• **EXCERPTED TEXT**
BEGIN

Cell motility is important in many biological processes. Some examples relay in epidermal cells moving towards lesions during wound healing, neutrophils cells migrating towards sites of bacterial infection as part of the immune response, or sperm cells following chemical gradient to reach the ovum. The work focus on the mathematical description of amoeboid crawling-like movement which is one of the most common type of locomotion in eukaryotic cells.

One well studied system for this purpose is the amoeba Dictyostelium Discoideum, which is a eukaryotic cell that moves in presence (chemotaxis) or absence of external signals. Experiments show that Dictyostelium Discoideum present different shapes during motion, and perform directed motion inside micro channels.

END

• **EXERCISE INSTRUCTIONS**
**1)** Echo the passage on cell motility word for word, starting with "One well studied" and going on through "inside micro channels.".
**2)** Sum up the passage on cell motility in two sentences.
**3)** Go on with the passage on cell motility from its last sentence.
The listing below plays no part in what is asked here.

• **RECORD EXTRACTS**
BEGIN

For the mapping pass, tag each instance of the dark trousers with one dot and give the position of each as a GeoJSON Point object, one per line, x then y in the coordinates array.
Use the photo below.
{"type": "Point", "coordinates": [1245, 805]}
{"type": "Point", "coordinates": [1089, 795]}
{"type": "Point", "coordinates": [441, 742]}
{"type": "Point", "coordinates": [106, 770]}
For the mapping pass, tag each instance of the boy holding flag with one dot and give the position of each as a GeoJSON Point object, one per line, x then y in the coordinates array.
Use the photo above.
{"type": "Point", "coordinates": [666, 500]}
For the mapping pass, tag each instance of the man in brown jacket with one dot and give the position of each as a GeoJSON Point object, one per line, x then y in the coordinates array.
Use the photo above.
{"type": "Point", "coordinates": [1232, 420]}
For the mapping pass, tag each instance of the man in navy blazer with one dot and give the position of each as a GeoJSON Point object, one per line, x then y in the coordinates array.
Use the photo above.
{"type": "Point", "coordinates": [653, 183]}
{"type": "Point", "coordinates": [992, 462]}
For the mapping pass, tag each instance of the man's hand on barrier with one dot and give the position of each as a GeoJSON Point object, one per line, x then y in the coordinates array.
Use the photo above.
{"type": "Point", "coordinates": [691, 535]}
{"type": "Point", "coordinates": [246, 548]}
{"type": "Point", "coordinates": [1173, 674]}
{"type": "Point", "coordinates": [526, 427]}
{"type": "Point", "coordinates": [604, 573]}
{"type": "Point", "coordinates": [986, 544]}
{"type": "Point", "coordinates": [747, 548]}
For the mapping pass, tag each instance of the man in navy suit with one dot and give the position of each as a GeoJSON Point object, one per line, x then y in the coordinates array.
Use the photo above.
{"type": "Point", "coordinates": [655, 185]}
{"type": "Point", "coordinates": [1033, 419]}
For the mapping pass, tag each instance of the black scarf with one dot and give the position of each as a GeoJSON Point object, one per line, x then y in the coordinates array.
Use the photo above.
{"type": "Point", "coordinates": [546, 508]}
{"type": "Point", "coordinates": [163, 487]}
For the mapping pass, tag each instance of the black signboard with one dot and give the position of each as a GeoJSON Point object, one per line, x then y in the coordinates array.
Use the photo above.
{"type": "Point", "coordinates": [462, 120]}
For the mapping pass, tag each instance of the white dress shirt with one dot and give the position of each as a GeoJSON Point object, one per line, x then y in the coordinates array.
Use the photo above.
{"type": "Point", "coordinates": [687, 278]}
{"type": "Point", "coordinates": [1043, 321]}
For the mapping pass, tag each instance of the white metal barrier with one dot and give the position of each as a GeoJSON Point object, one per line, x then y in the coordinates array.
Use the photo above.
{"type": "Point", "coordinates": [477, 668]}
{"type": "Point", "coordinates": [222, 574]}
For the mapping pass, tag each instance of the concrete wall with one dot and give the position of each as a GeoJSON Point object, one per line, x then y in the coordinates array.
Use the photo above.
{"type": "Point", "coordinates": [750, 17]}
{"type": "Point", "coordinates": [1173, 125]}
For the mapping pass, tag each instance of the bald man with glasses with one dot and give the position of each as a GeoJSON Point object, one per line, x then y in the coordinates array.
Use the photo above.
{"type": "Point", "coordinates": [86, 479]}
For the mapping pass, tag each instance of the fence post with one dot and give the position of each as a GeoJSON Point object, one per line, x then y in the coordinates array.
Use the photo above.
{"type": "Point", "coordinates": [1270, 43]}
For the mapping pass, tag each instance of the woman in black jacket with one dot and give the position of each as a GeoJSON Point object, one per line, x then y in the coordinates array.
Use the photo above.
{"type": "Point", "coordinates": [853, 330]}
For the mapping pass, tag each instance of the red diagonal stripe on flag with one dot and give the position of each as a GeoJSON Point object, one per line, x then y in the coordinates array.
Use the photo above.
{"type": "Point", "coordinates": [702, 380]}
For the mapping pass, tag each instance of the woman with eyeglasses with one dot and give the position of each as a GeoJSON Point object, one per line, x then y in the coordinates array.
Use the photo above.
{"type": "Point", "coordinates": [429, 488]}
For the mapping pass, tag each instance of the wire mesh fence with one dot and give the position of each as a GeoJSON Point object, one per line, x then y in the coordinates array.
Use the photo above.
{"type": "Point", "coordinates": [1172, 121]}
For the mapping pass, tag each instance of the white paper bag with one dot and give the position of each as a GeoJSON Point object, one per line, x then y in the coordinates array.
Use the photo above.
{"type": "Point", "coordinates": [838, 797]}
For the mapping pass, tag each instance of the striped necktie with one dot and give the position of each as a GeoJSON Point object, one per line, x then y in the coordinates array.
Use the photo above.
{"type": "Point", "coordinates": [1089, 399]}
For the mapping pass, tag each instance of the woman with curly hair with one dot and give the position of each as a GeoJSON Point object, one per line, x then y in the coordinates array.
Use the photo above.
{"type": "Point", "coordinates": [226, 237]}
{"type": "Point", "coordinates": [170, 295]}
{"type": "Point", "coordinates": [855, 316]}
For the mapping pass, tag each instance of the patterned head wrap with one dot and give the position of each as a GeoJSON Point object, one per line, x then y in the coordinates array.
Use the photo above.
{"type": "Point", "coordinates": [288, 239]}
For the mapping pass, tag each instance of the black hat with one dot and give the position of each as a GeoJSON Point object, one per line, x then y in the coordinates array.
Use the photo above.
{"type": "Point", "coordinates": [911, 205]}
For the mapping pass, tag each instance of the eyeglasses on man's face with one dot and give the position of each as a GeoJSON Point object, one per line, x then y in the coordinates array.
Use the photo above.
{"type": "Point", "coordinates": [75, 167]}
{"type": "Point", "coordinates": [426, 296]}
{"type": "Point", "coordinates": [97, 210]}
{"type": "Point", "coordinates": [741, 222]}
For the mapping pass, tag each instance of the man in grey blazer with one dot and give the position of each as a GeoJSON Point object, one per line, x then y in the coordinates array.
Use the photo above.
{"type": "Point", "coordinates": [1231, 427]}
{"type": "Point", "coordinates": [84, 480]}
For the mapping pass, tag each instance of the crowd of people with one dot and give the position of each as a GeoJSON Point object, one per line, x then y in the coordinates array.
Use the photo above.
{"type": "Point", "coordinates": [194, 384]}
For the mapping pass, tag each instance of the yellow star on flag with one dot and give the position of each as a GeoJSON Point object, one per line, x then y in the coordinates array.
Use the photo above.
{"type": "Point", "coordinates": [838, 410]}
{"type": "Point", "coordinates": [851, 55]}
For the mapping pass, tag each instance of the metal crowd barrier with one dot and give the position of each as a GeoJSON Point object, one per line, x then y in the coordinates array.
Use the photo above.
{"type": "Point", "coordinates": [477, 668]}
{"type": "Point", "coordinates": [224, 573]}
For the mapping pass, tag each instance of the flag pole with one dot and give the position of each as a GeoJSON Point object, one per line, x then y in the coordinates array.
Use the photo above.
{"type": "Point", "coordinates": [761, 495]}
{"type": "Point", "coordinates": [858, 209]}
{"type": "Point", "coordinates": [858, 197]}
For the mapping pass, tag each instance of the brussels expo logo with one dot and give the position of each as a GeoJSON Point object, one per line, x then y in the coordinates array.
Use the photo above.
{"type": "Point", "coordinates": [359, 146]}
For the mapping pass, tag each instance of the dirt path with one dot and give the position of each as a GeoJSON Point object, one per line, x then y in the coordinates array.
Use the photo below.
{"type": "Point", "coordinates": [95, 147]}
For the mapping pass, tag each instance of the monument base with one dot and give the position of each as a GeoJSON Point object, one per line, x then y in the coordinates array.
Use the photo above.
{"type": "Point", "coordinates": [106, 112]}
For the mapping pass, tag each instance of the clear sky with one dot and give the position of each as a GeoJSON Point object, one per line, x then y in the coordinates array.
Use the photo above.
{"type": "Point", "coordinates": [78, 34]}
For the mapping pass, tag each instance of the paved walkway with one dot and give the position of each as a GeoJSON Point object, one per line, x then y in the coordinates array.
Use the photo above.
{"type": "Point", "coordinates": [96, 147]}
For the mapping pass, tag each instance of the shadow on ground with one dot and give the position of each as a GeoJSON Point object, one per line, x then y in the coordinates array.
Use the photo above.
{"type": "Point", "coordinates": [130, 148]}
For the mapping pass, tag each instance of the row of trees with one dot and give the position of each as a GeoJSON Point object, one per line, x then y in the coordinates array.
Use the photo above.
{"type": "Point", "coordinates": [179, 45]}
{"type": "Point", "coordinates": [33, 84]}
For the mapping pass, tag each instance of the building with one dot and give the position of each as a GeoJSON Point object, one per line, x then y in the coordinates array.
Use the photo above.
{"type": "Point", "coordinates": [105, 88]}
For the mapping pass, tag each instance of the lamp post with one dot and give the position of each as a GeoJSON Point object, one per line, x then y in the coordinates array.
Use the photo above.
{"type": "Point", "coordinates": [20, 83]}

END

• **RESULTS OF THE EXERCISE**
**1)**
One well studied system for this purpose is the amoeba Dictyostelium Discoideum, which is a eukaryotic cell that moves in presence (chemotaxis) or absence of external signals. Experiments show that Dictyostelium Discoideum present different shapes during motion, and perform directed motion inside micro channels.

**2)** Cell motility matters in processes such as wound healing, the immune response, and sperm reaching the ovum, and the work focuses on a mathematical description of amoeboid crawling-like movement, one of the most common types of locomotion in eukaryotic cells. A well-studied system for this is the amoeba Dictyostelium Discoideum, which moves with or without external signals, shows different shapes during motion, and performs directed motion inside micro channels.

**3)**
A mathematical nonlinear reaction-diffusion model in combination with a dynamic phase field is proposed to reproduce different motility scenarios as amoeboid and fan-shape. Experimental data related with the dynamics of Dictyostelium Discoideum were supplied by the Biological Physics Group at the University of Potsdam. A comparison between the numerical simulations and live cell experiments of Dictyostelium Discoideum cells under different developmental conditions permits the optimization of the model.

The work gives rise to a computational synthetic cell that mimic the dynamics of experimental cells. The use of numeric methods and mathematical models helps with the understanding of the biological process involved in cell locomotion.